EuroTrippin’: Paris (Part 7) – Luxembourg Garden

Since it was too late to head to the catacombs, I checked my map to see what else was nearby and would have still been open at that time. The Luxembourg Garden was only two stops away on the RER B line and it was in the direction of my hostel, so I figured it would be a good place to relax a bit and go for a walk. Before heading inside the garden grounds, I bought a scoop of chocolate orange ice cream, which was basically just chocolate ice cream with orange bits mixed into it, so that I could enjoy it in the park. Unfortunately, I actually didn’t like it. Womps.



I think the most beautiful section of the garden is the central area, where you can sit around the pool (not a swimming pool) and get a good look at the Palais du Luxembourg, or the Luxembourg Palace. Kids and kids-at-heart can rent mini sailboats with different country flags and have them float across the pool, with the help of a little wind and prodding from long stick.




The garden was built in the 1600s to accompany the Luxembourg Palace, which used to be the residence of King Henry IV’s widow, Marie de’ Medici. After many years acting as a residence for various descendants and their spouses, the Luxembourg Palace held several other uses, including functioning as a legislative building, a museum, and even the French headquarters of the Luftwaffe, Germany’s air force during World War II. Now, it is the meeting place for the Senate.

◆ Activities
1: In the Luxembourg Garden post, what body meets in the Luxembourg Palace today?
2: Transcribe the part of the Luxembourg Garden post starting at "I think the" and ending at "for the Senate.".

◆ Data to examine

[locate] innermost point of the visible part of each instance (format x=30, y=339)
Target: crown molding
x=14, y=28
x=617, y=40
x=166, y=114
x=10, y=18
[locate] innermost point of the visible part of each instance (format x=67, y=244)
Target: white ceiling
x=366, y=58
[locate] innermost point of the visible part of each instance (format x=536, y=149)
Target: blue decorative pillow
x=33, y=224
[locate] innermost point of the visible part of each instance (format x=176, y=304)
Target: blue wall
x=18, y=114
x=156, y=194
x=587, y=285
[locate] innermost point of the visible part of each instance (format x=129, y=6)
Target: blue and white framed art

◆ Set of answers
1: The Senate.

2:
I think the most beautiful section of the garden is the central area, where you can sit around the pool (not a swimming pool) and get a good look at the Palais du Luxembourg, or the Luxembourg Palace. Kids and kids-at-heart can rent mini sailboats with different country flags and have them float across the pool, with the help of a little wind and prodding from long stick.




The garden was built in the 1600s to accompany the Luxembourg Palace, which used to be the residence of King Henry IV’s widow, Marie de’ Medici. After many years acting as a residence for various descendants and their spouses, the Luxembourg Palace held several other uses, including functioning as a legislative building, a museum, and even the French headquarters of the Luftwaffe, Germany’s air force during World War II. Now, it is the meeting place for the Senate.